[TASK TO CARRY OUT]:
In the items below, take the lines from the one containing "Point out the car windshield" through the one containing "Target: car windshield", both included, and put them into a JSON list of strings with one string per line, leaving out any blank lines.

Records from a data collection:

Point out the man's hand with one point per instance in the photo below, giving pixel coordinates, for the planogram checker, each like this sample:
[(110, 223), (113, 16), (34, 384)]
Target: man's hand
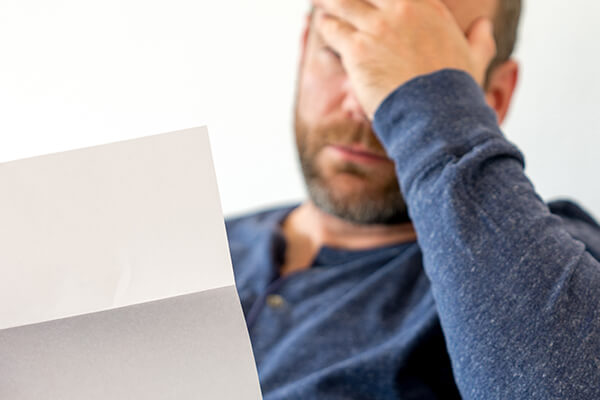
[(385, 43)]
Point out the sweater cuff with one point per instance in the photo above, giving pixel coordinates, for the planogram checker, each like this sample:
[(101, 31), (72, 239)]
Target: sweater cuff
[(433, 119)]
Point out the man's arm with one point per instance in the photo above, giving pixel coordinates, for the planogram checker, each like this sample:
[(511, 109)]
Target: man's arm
[(518, 297)]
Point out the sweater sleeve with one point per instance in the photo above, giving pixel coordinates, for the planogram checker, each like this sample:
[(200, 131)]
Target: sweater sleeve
[(518, 296)]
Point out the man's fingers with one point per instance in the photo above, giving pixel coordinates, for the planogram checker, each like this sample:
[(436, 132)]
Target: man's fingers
[(358, 13), (482, 43)]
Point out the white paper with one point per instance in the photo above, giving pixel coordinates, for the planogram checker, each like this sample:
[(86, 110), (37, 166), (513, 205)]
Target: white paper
[(90, 236)]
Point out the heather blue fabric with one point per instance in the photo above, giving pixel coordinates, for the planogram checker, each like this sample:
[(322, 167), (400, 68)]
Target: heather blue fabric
[(500, 298)]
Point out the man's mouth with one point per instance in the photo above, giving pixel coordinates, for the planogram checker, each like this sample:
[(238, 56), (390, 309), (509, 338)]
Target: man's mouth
[(358, 153)]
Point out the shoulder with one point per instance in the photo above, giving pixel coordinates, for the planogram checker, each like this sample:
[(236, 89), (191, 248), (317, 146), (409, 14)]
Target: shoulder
[(579, 223)]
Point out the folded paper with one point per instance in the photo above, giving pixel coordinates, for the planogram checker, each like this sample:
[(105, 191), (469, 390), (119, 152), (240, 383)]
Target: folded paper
[(116, 277)]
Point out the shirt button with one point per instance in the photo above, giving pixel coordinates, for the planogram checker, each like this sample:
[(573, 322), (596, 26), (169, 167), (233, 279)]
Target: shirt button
[(275, 301)]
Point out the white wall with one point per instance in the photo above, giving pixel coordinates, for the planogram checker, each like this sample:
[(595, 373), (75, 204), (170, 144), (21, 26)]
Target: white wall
[(75, 73)]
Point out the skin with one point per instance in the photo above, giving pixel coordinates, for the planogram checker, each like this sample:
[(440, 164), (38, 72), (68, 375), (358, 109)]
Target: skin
[(353, 54)]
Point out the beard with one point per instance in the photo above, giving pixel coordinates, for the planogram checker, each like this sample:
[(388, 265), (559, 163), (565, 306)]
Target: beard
[(355, 192)]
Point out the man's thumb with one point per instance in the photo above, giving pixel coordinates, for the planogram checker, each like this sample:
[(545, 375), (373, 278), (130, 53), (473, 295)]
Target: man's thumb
[(482, 43)]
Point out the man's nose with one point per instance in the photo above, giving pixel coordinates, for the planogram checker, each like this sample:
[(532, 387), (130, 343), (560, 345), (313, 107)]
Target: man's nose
[(351, 106)]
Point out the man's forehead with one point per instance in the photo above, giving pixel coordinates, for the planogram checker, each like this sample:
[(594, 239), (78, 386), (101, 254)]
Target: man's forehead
[(467, 11)]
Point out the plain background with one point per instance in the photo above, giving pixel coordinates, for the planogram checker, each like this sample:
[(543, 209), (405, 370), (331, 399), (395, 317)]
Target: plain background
[(77, 73)]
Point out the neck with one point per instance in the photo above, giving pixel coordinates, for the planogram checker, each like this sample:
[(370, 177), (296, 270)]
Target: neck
[(307, 229)]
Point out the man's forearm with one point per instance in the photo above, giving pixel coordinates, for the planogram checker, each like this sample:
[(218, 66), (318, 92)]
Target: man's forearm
[(518, 297)]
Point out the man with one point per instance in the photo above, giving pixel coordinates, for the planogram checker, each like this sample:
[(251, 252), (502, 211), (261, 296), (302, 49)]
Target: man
[(423, 265)]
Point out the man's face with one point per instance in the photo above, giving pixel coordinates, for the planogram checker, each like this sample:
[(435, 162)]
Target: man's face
[(347, 171)]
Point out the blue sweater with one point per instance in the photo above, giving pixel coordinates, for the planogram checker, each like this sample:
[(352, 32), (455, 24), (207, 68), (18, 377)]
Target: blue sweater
[(499, 299)]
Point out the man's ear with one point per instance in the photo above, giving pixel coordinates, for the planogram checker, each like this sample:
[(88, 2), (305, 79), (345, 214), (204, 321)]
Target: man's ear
[(501, 86)]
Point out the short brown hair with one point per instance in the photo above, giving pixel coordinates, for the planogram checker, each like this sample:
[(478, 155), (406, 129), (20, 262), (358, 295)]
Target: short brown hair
[(506, 24)]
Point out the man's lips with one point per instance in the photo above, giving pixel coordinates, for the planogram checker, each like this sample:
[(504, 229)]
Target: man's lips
[(358, 153)]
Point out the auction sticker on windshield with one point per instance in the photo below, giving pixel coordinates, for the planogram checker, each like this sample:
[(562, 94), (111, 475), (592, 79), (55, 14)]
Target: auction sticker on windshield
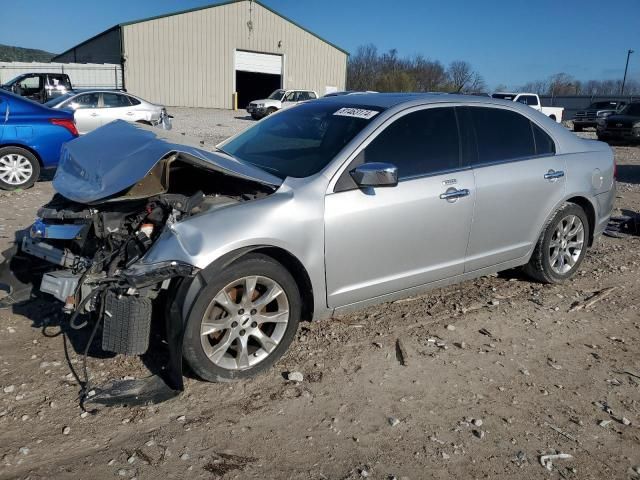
[(356, 113)]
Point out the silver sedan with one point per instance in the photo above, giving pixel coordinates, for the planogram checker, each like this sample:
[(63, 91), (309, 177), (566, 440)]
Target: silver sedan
[(95, 108), (326, 207)]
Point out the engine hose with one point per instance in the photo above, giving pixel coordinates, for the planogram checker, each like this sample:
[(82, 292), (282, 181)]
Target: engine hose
[(80, 307)]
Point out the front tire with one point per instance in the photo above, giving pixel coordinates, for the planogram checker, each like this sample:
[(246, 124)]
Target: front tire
[(561, 247), (243, 321), (19, 168)]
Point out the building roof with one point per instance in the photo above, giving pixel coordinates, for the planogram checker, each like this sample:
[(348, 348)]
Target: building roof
[(204, 7)]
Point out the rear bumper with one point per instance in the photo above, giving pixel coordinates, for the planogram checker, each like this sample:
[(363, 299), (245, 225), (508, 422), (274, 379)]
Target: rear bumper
[(605, 202), (585, 123)]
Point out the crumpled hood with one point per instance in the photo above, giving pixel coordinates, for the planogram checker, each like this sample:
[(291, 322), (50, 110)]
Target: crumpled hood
[(114, 157)]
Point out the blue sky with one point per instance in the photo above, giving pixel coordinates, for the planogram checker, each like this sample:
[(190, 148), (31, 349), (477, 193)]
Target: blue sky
[(509, 42)]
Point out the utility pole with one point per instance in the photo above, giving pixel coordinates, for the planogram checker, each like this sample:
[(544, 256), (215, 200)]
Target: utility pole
[(626, 67)]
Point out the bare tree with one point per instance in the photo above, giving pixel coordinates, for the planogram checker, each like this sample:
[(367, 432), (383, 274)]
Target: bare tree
[(460, 74)]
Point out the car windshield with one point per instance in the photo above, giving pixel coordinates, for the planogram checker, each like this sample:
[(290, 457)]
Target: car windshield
[(13, 80), (601, 105), (58, 100), (632, 109), (300, 141), (277, 95), (504, 96)]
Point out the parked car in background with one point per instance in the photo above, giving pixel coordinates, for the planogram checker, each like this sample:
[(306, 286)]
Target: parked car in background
[(310, 213), (94, 108), (39, 87), (621, 126), (31, 136), (347, 92), (533, 100), (278, 100), (589, 116)]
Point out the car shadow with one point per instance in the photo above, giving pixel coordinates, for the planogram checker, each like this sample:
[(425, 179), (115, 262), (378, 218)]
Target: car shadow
[(47, 175), (629, 174)]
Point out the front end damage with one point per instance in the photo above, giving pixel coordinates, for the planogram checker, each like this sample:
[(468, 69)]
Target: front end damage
[(119, 188)]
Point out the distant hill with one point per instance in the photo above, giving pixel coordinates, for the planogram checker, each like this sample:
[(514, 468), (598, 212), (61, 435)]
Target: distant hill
[(19, 54)]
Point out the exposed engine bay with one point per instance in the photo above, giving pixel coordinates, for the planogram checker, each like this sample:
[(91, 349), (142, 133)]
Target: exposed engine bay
[(86, 254)]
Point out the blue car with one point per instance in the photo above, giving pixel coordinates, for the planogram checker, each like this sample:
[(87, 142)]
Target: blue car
[(31, 136)]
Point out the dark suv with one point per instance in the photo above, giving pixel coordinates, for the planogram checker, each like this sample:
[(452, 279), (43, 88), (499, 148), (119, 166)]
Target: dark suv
[(40, 87), (624, 125), (589, 116)]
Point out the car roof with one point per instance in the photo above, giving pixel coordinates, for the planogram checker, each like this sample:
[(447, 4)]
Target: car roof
[(389, 100)]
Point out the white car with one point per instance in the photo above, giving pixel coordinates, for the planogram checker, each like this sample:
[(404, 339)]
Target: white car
[(278, 100), (533, 100), (94, 108)]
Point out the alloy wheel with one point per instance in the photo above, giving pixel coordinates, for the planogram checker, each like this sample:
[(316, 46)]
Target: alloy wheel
[(566, 244), (244, 323), (15, 169)]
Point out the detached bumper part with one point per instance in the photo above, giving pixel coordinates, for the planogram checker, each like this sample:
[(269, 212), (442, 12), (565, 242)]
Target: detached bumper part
[(142, 275)]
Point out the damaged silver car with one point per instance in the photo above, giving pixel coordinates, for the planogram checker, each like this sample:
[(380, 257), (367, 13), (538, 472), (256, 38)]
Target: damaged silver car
[(326, 207)]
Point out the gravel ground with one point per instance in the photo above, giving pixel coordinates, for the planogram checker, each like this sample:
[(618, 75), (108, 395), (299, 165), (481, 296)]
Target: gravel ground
[(209, 123), (495, 373)]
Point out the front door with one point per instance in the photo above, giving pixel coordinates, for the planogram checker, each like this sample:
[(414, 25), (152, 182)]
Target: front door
[(518, 179), (383, 240)]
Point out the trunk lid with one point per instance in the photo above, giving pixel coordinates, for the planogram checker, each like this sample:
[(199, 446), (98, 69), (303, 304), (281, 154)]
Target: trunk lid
[(115, 157)]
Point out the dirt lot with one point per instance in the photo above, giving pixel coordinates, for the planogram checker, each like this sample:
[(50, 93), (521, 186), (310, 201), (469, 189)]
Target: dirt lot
[(499, 371)]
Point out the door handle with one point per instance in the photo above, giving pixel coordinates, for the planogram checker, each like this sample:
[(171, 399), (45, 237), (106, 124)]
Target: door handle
[(452, 194), (553, 175)]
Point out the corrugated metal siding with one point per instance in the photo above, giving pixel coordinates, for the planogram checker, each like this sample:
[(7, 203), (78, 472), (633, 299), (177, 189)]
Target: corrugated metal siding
[(103, 48), (82, 75), (188, 59)]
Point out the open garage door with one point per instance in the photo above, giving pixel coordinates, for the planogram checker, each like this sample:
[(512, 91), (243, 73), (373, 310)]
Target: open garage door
[(257, 75)]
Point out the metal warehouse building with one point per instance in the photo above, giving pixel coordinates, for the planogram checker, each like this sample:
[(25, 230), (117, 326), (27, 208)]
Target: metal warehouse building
[(200, 57)]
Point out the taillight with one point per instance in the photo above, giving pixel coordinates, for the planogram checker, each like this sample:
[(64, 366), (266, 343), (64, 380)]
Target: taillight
[(66, 123)]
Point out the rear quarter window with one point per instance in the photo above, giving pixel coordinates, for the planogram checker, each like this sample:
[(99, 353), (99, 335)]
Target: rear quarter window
[(544, 143)]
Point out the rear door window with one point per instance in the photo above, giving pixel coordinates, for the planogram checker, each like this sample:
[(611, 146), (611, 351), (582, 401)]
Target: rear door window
[(421, 143), (59, 81), (115, 100), (530, 100), (87, 100), (501, 135)]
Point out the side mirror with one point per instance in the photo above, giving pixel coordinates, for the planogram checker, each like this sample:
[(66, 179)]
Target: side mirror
[(375, 174)]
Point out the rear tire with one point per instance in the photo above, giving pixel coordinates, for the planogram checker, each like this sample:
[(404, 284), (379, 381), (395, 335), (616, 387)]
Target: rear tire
[(19, 168), (243, 321), (561, 247)]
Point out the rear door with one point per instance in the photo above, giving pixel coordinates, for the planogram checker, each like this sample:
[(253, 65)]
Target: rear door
[(519, 180), (383, 240), (117, 106), (4, 114), (86, 109)]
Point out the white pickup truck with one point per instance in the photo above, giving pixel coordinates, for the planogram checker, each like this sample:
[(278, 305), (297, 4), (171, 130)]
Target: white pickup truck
[(533, 100)]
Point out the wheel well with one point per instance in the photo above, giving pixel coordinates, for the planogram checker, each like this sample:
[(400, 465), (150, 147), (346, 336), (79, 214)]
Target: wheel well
[(24, 147), (590, 211), (299, 273)]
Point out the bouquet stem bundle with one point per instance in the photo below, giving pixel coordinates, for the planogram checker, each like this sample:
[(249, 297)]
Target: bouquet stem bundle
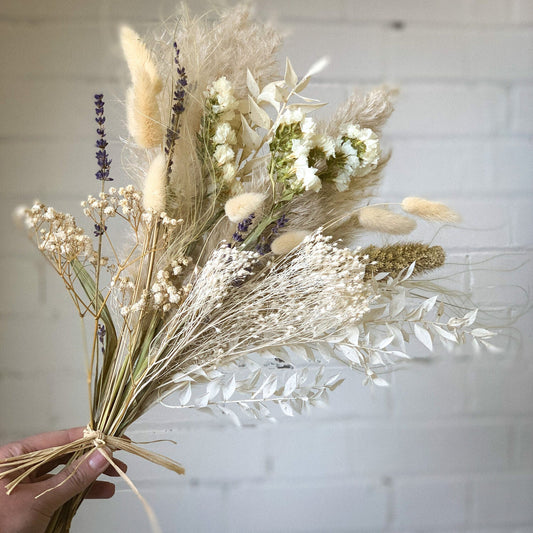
[(234, 293)]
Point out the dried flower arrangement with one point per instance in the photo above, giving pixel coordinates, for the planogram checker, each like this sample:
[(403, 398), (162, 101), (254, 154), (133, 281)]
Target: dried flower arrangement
[(235, 271)]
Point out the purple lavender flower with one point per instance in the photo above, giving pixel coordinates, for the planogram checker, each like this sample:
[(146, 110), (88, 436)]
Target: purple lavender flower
[(99, 230), (243, 227), (101, 335), (101, 156), (178, 97), (263, 247), (280, 223)]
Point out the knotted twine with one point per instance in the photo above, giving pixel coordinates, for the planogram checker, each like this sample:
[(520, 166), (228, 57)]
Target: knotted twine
[(24, 465)]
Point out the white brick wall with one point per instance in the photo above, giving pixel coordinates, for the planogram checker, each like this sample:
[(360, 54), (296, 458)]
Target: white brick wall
[(448, 448)]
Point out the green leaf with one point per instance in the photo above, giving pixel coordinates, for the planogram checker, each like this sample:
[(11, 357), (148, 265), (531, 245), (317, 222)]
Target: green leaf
[(96, 302)]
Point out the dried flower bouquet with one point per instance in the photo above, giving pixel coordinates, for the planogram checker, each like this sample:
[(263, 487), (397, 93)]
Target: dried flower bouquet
[(235, 292)]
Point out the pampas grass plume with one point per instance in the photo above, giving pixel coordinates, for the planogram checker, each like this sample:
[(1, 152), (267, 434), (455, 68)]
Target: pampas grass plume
[(287, 241), (141, 100), (429, 210), (138, 58), (243, 205), (385, 221), (154, 194)]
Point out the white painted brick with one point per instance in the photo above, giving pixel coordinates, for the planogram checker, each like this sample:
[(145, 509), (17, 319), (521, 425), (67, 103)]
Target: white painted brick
[(422, 503), (138, 10), (334, 94), (98, 10), (503, 388), (304, 451), (215, 453), (418, 53), (430, 448), (356, 56), (430, 389), (436, 11), (188, 509), (453, 110), (522, 11), (354, 400), (57, 109), (312, 10), (20, 287), (493, 55), (522, 109), (431, 170), (504, 500), (513, 164), (317, 507), (24, 405), (522, 222), (524, 446)]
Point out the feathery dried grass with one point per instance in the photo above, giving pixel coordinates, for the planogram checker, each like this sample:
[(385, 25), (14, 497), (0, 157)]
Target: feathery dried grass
[(429, 210), (385, 221), (154, 193), (288, 241)]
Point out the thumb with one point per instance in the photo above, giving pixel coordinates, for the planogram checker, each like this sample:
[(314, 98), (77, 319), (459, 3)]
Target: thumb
[(72, 480)]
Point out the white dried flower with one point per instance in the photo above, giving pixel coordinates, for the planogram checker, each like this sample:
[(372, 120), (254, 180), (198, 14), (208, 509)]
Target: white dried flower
[(243, 205), (223, 154), (385, 221), (154, 194), (429, 210), (288, 241), (224, 134), (291, 116)]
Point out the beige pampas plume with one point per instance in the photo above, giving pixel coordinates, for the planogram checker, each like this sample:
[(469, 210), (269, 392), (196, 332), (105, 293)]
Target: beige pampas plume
[(368, 110), (429, 210), (385, 221), (287, 241), (243, 205), (144, 118), (154, 193)]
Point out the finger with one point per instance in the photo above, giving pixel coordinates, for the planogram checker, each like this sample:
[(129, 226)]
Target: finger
[(41, 441), (101, 490), (110, 470), (72, 480)]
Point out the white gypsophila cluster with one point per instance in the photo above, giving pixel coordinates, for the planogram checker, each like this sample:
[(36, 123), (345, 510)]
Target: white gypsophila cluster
[(362, 151), (236, 307), (306, 175), (224, 104), (144, 303), (224, 101), (166, 290), (57, 234), (227, 268), (126, 202), (321, 289)]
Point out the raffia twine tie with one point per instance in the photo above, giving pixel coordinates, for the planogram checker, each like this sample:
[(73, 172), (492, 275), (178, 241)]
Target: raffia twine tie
[(24, 465)]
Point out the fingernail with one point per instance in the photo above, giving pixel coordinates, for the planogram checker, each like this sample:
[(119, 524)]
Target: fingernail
[(97, 461)]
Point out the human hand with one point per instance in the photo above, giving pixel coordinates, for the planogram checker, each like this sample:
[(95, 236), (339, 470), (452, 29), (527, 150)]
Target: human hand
[(20, 512)]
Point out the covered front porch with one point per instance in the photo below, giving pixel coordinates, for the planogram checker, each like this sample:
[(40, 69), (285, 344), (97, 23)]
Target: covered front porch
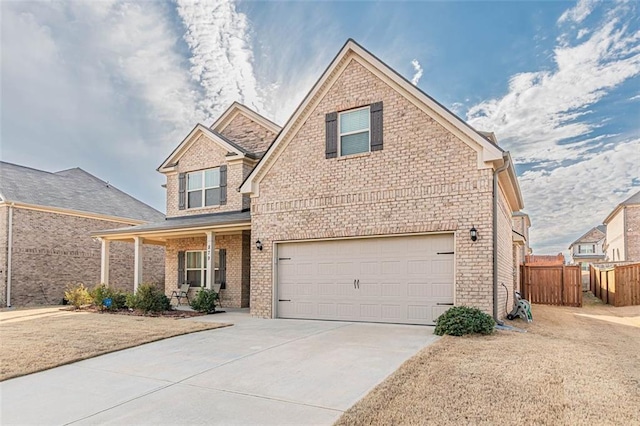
[(199, 250)]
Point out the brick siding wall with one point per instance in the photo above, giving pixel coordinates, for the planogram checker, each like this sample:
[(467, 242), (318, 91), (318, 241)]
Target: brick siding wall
[(236, 293), (248, 134), (52, 250), (425, 179), (632, 230)]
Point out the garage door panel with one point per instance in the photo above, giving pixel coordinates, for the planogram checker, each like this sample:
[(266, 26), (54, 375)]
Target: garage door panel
[(401, 279)]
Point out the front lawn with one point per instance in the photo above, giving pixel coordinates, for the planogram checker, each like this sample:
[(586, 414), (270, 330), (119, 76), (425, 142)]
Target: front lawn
[(573, 366), (35, 342)]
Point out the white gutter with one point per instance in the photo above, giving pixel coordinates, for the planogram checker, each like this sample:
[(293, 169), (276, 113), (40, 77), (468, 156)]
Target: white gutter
[(9, 250)]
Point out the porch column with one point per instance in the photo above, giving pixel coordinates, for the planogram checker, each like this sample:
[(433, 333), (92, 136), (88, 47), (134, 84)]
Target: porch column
[(104, 263), (211, 244), (137, 267)]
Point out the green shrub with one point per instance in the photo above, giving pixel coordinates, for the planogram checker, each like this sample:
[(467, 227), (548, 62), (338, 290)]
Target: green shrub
[(205, 301), (101, 292), (461, 320), (77, 295), (148, 298)]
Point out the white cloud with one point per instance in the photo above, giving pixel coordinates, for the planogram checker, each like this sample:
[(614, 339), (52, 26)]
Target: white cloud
[(544, 108), (546, 117), (418, 72), (578, 13), (221, 57)]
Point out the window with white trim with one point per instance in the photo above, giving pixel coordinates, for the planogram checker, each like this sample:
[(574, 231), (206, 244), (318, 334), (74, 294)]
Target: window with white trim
[(196, 267), (203, 188), (354, 131)]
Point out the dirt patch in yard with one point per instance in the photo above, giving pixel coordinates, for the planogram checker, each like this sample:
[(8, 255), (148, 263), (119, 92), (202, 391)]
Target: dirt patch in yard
[(573, 366), (38, 341)]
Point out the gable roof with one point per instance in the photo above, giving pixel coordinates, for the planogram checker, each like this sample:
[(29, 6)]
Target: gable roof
[(601, 232), (631, 201), (237, 108), (486, 149), (200, 129), (72, 189)]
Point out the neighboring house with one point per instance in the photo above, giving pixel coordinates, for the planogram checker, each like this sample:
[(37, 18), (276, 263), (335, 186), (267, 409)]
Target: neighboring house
[(521, 224), (587, 250), (622, 242), (360, 208), (46, 220)]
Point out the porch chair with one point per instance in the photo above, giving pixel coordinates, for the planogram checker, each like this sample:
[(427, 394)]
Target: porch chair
[(216, 288), (183, 291)]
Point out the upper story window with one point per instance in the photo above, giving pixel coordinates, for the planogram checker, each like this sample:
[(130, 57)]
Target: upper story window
[(354, 131), (586, 248), (203, 188)]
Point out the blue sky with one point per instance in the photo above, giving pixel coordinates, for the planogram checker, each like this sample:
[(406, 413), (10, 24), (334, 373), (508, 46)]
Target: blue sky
[(112, 86)]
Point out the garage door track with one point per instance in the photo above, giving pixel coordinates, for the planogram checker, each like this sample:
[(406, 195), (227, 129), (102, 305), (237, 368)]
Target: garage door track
[(256, 372)]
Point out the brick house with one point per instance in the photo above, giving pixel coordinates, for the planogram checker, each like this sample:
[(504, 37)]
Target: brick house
[(622, 241), (46, 220), (372, 203)]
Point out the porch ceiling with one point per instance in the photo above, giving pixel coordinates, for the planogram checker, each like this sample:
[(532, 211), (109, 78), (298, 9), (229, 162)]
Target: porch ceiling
[(183, 227)]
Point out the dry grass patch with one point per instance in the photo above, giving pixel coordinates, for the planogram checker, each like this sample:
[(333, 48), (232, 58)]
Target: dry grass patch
[(574, 366), (33, 342)]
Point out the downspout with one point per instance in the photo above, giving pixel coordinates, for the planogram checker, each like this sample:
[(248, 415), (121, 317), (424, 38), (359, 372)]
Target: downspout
[(505, 166), (9, 250)]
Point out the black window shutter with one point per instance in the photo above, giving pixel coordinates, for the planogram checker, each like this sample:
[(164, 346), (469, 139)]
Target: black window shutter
[(223, 267), (376, 126), (181, 273), (223, 185), (331, 125), (182, 186)]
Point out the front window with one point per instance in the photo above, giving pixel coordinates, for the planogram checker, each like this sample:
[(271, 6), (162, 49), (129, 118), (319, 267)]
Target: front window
[(586, 249), (196, 267), (203, 188), (354, 131)]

[THE REPLY]:
[
  "Point out the car windshield with one point per instance in the photo above, giving pixel coordinates, for the planogram checker, each like this sample:",
  "[(290, 457)]",
  "Target: car windshield"
]